• _EXERCISE INSTRUCTIONS_:
[A] In the piece on Pittsburgh's urban wildlife, which neighborhood is named as home to brazen black bears?
[B] Pick up the piece on Pittsburgh's deer after its final sentence and keep writing it.
─── SELECTED EXTRACT ───
Full disclosure: I am a Pittsburgh transplant. And what most surprised me about this city wasn’t the highway spaghetti that passes for a road system here or the hills or the scarcity of sun. 

It was the wild animals. 

Trotting turkeys in the South Side Slopes. Brazen black bears in Highland Park. Risk-taking rabbits darting through the Strip District. That bobcat on the Gateway Clipper, the alligators … and the deer. Lots of deer. 

From Homewood Cemetery to Allegheny Cemetery to Morningside to Mount Washington, deer are peppered across this city and, it turns out, just like us. They rubberneck at crime scenes. They make embarrassing and property-destroying mistakes. And they “lose track” of their kids

It isn’t Nara, Japan, but Pittsburgh definitely has way more whitetail than I, an outsider, ever expected. And that realization came with some questions of its own.  

Why are they here? How many are there? How well are we co-existing? And, perhaps most pressing of all: Where are all the bucks?

Because for all my sightings, faithfully documented on my Instagram account, I have never seen an antlered deer within Pittsburgh’s city limits. Not once. 

Needing answers, I consulted published articles, reports, and experts at the Pittsburgh Zoo and Pennsylvania Game Commission. What I found was a testament to the tenacity of nature — and, some might argue, a cautionary tale.
─── DATASET RECORDS ───
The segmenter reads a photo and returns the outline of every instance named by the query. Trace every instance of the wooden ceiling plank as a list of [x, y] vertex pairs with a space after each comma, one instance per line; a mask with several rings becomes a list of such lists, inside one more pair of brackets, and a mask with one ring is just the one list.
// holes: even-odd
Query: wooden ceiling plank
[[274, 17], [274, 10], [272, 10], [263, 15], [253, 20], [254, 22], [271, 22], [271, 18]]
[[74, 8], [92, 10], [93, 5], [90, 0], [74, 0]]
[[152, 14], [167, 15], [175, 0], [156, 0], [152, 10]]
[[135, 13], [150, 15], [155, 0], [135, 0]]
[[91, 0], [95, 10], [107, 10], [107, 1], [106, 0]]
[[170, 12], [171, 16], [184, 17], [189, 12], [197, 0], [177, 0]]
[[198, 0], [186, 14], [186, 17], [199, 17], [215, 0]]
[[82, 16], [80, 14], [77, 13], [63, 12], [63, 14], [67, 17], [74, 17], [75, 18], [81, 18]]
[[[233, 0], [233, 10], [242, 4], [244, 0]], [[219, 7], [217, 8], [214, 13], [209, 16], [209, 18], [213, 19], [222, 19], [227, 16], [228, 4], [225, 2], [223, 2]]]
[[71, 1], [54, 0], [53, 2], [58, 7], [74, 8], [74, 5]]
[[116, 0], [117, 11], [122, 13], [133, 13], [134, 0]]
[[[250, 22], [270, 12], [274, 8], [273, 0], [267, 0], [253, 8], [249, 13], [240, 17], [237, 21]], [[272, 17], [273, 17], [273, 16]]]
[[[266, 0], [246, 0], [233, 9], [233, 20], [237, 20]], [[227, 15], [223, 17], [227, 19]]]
───
• _EXPECTED RESULTS_:
[A] Highland Park.

[B]
Boy bands 

Henry Kacprzyk of the Pittsburgh Zoo & PPG Aquarium has also noticed an apparent dearth of antlered deer in Pittsburgh. Unlike me, Kacprzyk knows why. 

“Bucks tend to be solitary or associating in loose male bands,” he explained by email. “Hierarchy dominance leads to displays and fighting among males, which leads to possible injury and therefore shorter life spans. If 50 percent of all fawns are male at birth, the percentage is greatly reduced as they get older. In summary, there are fewer adult males compared to females.” 

So bucks live fast and die young. At the same time, females tend to be more active during daylight hours and they tend to travel in smaller groups, raising the likelihood that you’ll encounter one, Kacprzyk added.  

It should be noted that none of this is unique to Pittsburgh.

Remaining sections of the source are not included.